Material for this exercise –
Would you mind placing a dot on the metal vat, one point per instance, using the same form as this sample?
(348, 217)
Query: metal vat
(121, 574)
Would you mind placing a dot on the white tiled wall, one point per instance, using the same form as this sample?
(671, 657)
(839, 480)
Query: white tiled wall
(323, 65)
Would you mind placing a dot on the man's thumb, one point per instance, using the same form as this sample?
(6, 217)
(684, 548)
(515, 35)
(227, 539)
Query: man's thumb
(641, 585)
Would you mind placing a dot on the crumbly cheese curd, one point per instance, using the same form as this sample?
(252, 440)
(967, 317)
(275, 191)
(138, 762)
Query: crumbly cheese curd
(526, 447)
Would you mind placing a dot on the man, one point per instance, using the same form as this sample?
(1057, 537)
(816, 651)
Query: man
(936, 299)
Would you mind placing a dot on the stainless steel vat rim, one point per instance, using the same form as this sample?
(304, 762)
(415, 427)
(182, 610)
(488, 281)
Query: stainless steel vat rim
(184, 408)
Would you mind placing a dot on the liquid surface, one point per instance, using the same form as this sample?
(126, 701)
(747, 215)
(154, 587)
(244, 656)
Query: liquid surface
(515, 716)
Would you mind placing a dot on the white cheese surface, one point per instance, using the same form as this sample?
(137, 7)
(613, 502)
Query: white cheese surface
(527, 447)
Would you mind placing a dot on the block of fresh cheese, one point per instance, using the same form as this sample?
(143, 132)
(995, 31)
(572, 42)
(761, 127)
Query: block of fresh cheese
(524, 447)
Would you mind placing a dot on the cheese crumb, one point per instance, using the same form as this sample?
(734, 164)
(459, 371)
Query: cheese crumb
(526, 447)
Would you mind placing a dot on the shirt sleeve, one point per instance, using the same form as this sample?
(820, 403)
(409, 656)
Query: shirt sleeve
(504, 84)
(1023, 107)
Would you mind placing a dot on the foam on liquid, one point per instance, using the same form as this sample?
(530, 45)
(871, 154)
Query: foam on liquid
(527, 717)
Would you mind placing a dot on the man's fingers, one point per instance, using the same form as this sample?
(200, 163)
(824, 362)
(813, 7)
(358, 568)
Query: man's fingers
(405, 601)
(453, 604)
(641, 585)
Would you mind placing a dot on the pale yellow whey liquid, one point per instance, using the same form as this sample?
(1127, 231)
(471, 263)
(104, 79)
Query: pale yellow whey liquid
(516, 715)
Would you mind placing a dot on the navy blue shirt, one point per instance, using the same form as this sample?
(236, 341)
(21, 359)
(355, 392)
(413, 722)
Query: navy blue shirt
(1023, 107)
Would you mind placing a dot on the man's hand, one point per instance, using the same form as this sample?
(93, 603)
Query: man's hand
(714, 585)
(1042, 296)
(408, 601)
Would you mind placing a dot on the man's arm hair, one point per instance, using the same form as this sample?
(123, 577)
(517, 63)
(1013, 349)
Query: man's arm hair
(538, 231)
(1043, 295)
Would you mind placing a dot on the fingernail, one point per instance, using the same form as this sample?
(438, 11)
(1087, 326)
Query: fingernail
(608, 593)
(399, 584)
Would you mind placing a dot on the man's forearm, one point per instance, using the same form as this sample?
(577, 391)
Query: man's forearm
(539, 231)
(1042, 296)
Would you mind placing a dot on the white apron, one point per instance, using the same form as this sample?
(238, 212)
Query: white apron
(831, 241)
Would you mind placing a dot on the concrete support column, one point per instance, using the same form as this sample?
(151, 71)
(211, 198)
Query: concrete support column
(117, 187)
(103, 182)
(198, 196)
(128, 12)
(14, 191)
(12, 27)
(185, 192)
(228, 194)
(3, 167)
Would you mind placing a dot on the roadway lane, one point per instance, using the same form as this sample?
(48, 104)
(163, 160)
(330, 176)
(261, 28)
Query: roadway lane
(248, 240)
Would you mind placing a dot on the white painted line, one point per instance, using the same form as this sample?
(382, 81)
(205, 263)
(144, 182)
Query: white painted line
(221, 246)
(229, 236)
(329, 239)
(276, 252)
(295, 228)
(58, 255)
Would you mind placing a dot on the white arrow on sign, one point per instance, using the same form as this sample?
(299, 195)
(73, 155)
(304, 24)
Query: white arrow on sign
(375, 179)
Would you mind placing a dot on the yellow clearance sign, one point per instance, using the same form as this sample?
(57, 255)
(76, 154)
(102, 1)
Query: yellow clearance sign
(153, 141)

Short exercise – Quote every entry exactly.

Output of the exercise –
Would you mind placing a dot on the metal vat, one point per instance, using the same form as this sample?
(348, 217)
Query: metal vat
(121, 574)
Would you mind placing a dot on the white tiled wall, one point per instance, using the same form as this sample?
(671, 657)
(839, 480)
Query: white tiled wall
(323, 65)
Would you mind placing a dot on the man's thumb, one point per instance, using the same form as this sample?
(6, 217)
(684, 548)
(515, 35)
(227, 539)
Query: man's thumb
(641, 585)
Would you mind placing a dot on the crumbly cheese curd, one point per instance, using the same form as this sample?
(252, 440)
(967, 317)
(275, 191)
(138, 762)
Query: crumbly cheese curd
(526, 447)
Would you mind placing a dot on the man, one point per instance, using the same form as this sample?
(1057, 537)
(816, 651)
Query: man
(936, 299)
Would you mind placing a dot on the stainless steel vat rim, one point per instance, using the same form as this sample?
(304, 762)
(415, 427)
(182, 610)
(488, 281)
Query: stainless steel vat rim
(184, 408)
Would you mind placing a dot on the liquid surface, one point per instance, using the same form as this sample?
(126, 701)
(747, 215)
(154, 587)
(244, 656)
Query: liquid surface
(515, 716)
Would you mind placing a dot on the white cheese surface, one point per instance, using the same form as this sample?
(137, 7)
(613, 502)
Query: white cheese surface
(527, 447)
Would you mind placing a dot on the block of fresh cheese, one point per instance, using the same form as this sample?
(143, 132)
(995, 31)
(572, 42)
(761, 127)
Query: block of fresh cheese
(524, 447)
Would you mind placing a dot on the cheese crumb, one point per instance, using the same form as this sample?
(734, 164)
(459, 371)
Query: cheese crumb
(526, 447)
Would you mind placing a dot on the shirt sleeve, one point per instance, using the same form as this sample?
(820, 403)
(409, 656)
Query: shirt sleeve
(504, 84)
(1023, 107)
Would you mind placing a dot on the foam on liquid, one point per instance, using the same form as this sample?
(530, 45)
(871, 154)
Query: foam on liquid
(527, 717)
Would you mind placing a dot on the man's fingers, one point per instance, using the same form as this sample?
(200, 163)
(824, 362)
(813, 7)
(358, 568)
Query: man's fingers
(405, 601)
(453, 604)
(641, 585)
Would you mind placing a dot on the pale yellow whey liquid, one point per instance, using the same form as this sample?
(1127, 231)
(471, 263)
(104, 79)
Query: pale yellow whey liquid
(516, 715)
Would you mind placing a dot on the navy blue shirt, one point per instance, using the same form as this sample?
(236, 341)
(21, 359)
(355, 392)
(413, 722)
Query: navy blue shirt
(1023, 107)
Would you mind placing a dot on the man's hand, one point per instance, using the same form as this sample?
(93, 603)
Query: man's hand
(714, 585)
(1042, 296)
(408, 601)
Would you mind placing a dot on the man's arm hair, one point per instance, using the same form as this sample?
(123, 577)
(517, 63)
(1013, 349)
Query: man's arm hair
(538, 231)
(1043, 295)
Would you mind placing a dot on the fingernail, one point per instance, using the same form as this sample?
(438, 11)
(1087, 326)
Query: fingernail
(608, 593)
(399, 584)
Would you mind placing a dot on the man's forearm, one point per instance, using the same form as this sample?
(577, 391)
Query: man's forearm
(539, 231)
(1042, 296)
Would you mind placing a dot on the white apron, one point per instance, using the same form as this sample?
(238, 212)
Query: white apron
(831, 241)
Would you mind placing a dot on the concrete support column, one point per instance, using the same form as this sample?
(151, 71)
(211, 198)
Query: concrete support column
(117, 187)
(103, 182)
(198, 196)
(128, 12)
(14, 191)
(12, 27)
(185, 192)
(228, 194)
(3, 167)
Would you mind placing a dot on the roadway lane, one point per instance, using the same form as this sample?
(48, 104)
(163, 160)
(330, 176)
(261, 28)
Query: roadway lane
(248, 240)
Would you mind placing a dot on the white painted line, one point per instance, using the same form as this sample?
(382, 81)
(205, 263)
(144, 182)
Query: white painted line
(221, 246)
(229, 236)
(329, 239)
(276, 252)
(295, 228)
(58, 255)
Would you mind placing a dot on the white arrow on sign, one point per instance, using the same form as this sample?
(299, 195)
(73, 155)
(304, 24)
Query: white arrow on sign
(375, 179)
Would you mind placing a dot on the yellow clearance sign, one point per instance, using the same form as this sample?
(57, 255)
(76, 154)
(102, 1)
Query: yellow clearance sign
(153, 141)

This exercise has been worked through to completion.